## Entries supplied
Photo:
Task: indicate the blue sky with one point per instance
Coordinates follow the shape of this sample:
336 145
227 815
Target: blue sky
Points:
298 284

## Task prompt
Give back every line of the records above, unchanged and in the same order.

## Task output
Photo:
Task: indicate the blue sky with one point per instance
Coordinates follow the shape of this sample:
336 145
227 815
Target: blue sky
Points:
298 284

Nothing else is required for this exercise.